• [PASSAGE PROVIDED]

————————

The Braves catcher has been placed on the disabled list with a back injury. The team has diagnosed the injury as a bulging disc in the thoracic region of his spine.
The spine itself is comprised of 33 vertebrae and divided into five segments. The cervical region is the first seven vertebrae and makes up the neck. The next 12 vertebrae are included in the thoracic region and articulate with the rib cage. The lower and larger five vertebrae comprise the lumbar region followed by the fused bones of the sacrum and coccyx. The vertebrae of the cervical, thoracic, and lumbar area form the articulating spine. These bones are specifically designed to allow for movement and are each separated by an intravertebral disc.
The discs are comprised of fibrocartilage, a specialized form of cartilage that allows for both stability and flexibility. The intravertebral discs also serve as the primary shock absorbers of the spine. However sometimes excessive strain or stress forces the discs out of position and they are classified as bulging or herniated. The associated symptoms depend on the degree of the bulge. In severe cases, disc material will actually begin to pinch and impede on the neighboring nerves.
The location of the bulge is worrisome. Lumbar disc injuries are more common as this area bears a higher degree of weight but thoracic injuries can be more problematic. The available space in the area is very limited and even the slightest bulge can put pressure on the spinal canal and spinal cord. If nerve tissue becomes an involved, Gattis will not only be in discomfort but could see a loss of strength or even function. Nerve tissue also requires a considerably longer amount of time to heal. To further complicate matters, the thoracic region does not flex much and is more involved in rotational movements. It's hard to imagine a hard-hitting catcher unable to perform tasks like throwing or swinging a bat.
The severity of Gattis' injury has not been publically revealed but the Braves have stated he will receive an epidural to treat the inflammation in the area. If the inflammation will subside, Gattis may be relived of the accompanying back spasms he has been experiencing. However if the outer layers of the disc are significantly damaged, surgery could be an option and an extensive time off would be necessary. Fantasy owners invested in Gattis have to hope the epidural, a specific rehab protocol, and extended rest help resolve the problem or face the possibility of a truncated season.

————————

Region pointing data
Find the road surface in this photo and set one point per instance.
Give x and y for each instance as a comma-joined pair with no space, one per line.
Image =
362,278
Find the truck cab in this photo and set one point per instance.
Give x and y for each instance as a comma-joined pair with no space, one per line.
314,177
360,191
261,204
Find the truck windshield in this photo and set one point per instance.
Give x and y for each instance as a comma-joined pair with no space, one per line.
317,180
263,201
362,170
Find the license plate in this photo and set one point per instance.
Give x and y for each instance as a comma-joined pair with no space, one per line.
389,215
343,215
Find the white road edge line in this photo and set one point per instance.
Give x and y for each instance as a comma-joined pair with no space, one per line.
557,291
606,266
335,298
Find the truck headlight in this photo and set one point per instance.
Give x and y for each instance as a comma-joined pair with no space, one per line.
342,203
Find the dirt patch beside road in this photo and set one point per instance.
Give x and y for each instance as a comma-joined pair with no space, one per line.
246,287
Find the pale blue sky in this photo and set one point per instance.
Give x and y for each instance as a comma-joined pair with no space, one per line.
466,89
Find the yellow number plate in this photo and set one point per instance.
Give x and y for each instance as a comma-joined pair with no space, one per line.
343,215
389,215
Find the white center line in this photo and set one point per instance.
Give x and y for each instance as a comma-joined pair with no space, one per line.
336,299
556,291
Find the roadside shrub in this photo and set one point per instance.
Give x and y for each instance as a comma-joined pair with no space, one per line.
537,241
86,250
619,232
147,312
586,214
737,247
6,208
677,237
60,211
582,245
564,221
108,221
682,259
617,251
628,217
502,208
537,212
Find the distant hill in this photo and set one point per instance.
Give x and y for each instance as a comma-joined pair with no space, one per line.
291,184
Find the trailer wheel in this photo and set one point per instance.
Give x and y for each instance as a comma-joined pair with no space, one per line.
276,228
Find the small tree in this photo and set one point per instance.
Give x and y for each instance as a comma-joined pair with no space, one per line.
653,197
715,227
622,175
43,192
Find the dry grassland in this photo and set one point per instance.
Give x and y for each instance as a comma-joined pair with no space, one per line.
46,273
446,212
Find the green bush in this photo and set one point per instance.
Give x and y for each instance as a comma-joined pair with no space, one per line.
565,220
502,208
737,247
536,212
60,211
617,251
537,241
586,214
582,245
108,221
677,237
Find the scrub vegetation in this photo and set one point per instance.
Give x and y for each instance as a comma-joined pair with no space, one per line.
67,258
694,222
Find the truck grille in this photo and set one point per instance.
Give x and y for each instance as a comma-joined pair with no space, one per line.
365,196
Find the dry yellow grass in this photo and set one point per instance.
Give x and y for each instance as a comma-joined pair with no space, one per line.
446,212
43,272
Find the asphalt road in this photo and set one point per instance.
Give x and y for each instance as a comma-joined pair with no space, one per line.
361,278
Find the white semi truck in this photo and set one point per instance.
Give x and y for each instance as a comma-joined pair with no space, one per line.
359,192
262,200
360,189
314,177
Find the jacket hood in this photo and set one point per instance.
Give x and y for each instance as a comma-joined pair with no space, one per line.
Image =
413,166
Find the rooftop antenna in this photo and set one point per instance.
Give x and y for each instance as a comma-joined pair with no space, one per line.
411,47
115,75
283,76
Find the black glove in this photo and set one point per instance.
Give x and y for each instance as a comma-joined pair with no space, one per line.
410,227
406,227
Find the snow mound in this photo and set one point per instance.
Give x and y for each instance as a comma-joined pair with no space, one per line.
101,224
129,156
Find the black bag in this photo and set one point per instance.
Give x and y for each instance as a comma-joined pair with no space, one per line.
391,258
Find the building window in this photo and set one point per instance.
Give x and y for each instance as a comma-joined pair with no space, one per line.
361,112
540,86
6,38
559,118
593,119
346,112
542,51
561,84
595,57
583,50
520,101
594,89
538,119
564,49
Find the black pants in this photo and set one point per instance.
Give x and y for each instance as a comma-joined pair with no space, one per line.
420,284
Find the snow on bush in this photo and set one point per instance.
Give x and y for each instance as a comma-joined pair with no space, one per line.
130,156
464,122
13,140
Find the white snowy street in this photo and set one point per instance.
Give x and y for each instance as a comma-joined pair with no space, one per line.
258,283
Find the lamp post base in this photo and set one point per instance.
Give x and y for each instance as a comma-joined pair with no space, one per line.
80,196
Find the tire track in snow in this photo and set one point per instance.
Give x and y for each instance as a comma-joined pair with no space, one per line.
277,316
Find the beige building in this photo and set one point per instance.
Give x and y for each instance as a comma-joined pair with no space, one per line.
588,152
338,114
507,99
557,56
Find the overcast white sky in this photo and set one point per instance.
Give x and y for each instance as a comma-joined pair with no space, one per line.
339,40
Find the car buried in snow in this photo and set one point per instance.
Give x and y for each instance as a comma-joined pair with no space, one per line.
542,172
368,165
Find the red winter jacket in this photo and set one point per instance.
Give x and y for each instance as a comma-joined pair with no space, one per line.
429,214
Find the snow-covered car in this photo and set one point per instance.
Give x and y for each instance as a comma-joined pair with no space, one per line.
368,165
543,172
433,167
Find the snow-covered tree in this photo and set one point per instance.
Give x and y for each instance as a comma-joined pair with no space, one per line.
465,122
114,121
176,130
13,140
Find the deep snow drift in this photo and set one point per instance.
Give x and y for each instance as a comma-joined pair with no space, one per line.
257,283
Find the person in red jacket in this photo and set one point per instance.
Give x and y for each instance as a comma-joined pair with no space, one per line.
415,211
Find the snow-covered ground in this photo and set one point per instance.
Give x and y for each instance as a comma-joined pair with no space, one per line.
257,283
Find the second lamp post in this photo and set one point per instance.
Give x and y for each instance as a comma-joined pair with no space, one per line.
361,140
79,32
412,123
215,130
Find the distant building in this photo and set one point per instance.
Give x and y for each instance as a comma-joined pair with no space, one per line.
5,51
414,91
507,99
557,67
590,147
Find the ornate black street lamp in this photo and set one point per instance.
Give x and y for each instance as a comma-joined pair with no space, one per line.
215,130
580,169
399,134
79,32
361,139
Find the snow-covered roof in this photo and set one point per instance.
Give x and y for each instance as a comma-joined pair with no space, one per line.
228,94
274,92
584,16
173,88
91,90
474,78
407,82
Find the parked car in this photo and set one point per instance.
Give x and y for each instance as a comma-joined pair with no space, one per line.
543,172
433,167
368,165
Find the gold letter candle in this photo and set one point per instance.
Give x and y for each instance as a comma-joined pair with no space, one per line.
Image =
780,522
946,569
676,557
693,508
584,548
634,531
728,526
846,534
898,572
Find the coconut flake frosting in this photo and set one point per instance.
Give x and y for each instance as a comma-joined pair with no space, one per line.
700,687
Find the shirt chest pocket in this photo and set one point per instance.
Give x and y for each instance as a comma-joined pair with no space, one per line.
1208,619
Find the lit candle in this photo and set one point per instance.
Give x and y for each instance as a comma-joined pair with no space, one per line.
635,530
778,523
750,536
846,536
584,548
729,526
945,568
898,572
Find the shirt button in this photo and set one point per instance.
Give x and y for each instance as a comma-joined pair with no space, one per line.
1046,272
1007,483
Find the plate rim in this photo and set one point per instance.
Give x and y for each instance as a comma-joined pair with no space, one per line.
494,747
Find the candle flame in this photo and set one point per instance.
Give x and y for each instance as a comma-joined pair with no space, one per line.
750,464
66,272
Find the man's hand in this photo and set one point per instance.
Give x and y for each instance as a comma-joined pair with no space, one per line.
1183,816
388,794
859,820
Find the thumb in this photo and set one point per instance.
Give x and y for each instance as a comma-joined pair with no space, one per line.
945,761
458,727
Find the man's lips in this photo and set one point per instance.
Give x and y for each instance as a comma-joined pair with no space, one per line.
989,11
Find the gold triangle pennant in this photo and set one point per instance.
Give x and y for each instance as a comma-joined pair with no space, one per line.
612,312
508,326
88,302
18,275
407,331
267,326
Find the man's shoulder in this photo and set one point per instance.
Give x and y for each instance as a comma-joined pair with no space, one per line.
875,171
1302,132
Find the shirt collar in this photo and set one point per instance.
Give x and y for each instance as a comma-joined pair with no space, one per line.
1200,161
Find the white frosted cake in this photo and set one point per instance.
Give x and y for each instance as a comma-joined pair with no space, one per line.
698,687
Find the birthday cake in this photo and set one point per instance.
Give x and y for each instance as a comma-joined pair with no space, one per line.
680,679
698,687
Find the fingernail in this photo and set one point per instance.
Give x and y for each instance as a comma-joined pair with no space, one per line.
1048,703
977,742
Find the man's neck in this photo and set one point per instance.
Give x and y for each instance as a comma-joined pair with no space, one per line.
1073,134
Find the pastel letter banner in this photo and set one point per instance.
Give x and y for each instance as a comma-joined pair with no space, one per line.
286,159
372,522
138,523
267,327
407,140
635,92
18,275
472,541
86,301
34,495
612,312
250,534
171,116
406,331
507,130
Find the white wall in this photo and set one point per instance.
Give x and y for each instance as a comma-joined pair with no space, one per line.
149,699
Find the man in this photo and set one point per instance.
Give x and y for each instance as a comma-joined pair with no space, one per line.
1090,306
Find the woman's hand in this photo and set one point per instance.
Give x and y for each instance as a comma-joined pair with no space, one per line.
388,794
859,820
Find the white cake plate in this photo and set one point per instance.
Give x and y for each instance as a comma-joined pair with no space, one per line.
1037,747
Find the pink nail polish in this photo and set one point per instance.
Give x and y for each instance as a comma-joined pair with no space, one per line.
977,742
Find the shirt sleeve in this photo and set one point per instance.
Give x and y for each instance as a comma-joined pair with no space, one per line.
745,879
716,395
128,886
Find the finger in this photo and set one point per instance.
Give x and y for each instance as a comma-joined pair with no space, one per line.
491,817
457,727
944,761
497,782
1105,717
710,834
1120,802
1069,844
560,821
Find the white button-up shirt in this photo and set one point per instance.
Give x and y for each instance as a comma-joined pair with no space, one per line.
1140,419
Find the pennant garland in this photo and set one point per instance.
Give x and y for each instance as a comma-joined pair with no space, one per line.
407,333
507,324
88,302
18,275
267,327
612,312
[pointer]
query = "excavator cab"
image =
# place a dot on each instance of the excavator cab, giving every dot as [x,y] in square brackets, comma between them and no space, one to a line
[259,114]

————————

• [WHAT YOU WILL DO]
**1.** In the spine injury article, repeat everything from "The severity of" down to "a truncated season.".
**2.** According to the spine injury article, what treatment did the Braves say Gattis will receive for the inflammation?
**3.** List the segments of the spine named in the spine injury article.

• [YOUR RESPONSES]
**1.**
The severity of Gattis' injury has not been publically revealed but the Braves have stated he will receive an epidural to treat the inflammation in the area. If the inflammation will subside, Gattis may be relived of the accompanying back spasms he has been experiencing. However if the outer layers of the disc are significantly damaged, surgery could be an option and an extensive time off would be necessary. Fantasy owners invested in Gattis have to hope the epidural, a specific rehab protocol, and extended rest help resolve the problem or face the possibility of a truncated season.

**2.** He will receive an epidural.

**3.** Cervical region, thoracic region, lumbar region, sacrum, coccyx